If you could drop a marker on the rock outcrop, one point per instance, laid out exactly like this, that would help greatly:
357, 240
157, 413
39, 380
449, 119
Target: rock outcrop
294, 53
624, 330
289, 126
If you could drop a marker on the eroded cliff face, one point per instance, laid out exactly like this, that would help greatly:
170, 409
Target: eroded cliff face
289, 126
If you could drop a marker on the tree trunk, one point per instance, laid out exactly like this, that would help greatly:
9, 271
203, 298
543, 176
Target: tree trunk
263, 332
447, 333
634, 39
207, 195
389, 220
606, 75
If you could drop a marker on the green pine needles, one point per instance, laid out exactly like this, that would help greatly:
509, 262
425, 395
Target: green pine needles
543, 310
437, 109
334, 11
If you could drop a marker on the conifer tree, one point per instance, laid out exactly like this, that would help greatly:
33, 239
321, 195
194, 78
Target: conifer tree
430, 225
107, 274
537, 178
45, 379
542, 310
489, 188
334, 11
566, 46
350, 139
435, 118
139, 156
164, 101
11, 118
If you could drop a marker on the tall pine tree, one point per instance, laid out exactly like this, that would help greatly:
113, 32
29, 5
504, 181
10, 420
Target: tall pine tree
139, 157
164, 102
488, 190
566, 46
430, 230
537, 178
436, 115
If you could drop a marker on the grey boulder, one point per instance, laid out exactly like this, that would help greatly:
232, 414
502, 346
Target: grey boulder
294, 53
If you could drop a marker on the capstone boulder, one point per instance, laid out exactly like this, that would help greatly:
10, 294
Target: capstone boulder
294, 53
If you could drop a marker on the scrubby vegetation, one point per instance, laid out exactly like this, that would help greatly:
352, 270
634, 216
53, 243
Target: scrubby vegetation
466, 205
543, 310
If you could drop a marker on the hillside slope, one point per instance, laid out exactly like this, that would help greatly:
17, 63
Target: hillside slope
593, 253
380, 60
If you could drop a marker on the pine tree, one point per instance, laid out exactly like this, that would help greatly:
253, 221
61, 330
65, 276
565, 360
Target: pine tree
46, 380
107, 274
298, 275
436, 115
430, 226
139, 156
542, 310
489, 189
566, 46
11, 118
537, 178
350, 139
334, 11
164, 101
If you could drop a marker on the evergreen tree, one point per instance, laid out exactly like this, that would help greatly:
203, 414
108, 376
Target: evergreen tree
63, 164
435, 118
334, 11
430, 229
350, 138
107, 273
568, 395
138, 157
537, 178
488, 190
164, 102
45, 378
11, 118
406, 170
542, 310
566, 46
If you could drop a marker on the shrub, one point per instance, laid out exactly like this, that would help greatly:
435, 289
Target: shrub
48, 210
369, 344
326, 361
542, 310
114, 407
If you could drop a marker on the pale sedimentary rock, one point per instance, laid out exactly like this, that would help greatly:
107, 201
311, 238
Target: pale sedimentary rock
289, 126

- **What the exercise asks**
Give again, word for word, every line from the one holding "If you could drop a marker on the scrubby" to the end of the data.

- **Answer for this exercise**
If you could drop a marker on the scrubby vegetation, one point per instance, laid out exactly like this, that would help greatly:
352, 270
634, 216
53, 243
Target: scrubby vegetation
466, 205
543, 310
If you could drop a marker on the hillside slope, one point per instance, laid out exactly like this, that would help greatly:
17, 63
Target: hillside slope
593, 253
380, 60
If you could drop a marker on the pine tree, one point per instance, laid out exactly like this, that would help greatly:
253, 221
61, 330
65, 276
565, 360
Target: pine tree
46, 380
107, 274
298, 275
436, 115
430, 226
139, 156
542, 310
489, 189
566, 46
11, 118
537, 178
350, 139
334, 11
164, 101
If you could drop a marker on the evergreen tree, one point per instance, laid out exactly like this, that would help greatly:
203, 414
108, 376
Target: evergreen tree
63, 164
435, 118
334, 11
430, 229
350, 138
107, 273
568, 395
138, 157
537, 178
488, 190
164, 102
45, 378
11, 118
406, 170
542, 310
566, 46
If you could drop a marker on the shrub, one point per instance, laid out exactly like this, that would help greatly:
435, 289
Target: shrub
48, 210
369, 344
326, 361
542, 310
114, 407
If you could drop a marker on the pale sedimentary rock, one point per instance, laid out exactly like this, that would help greatly:
107, 201
311, 238
Target: pale sedimentary rock
289, 126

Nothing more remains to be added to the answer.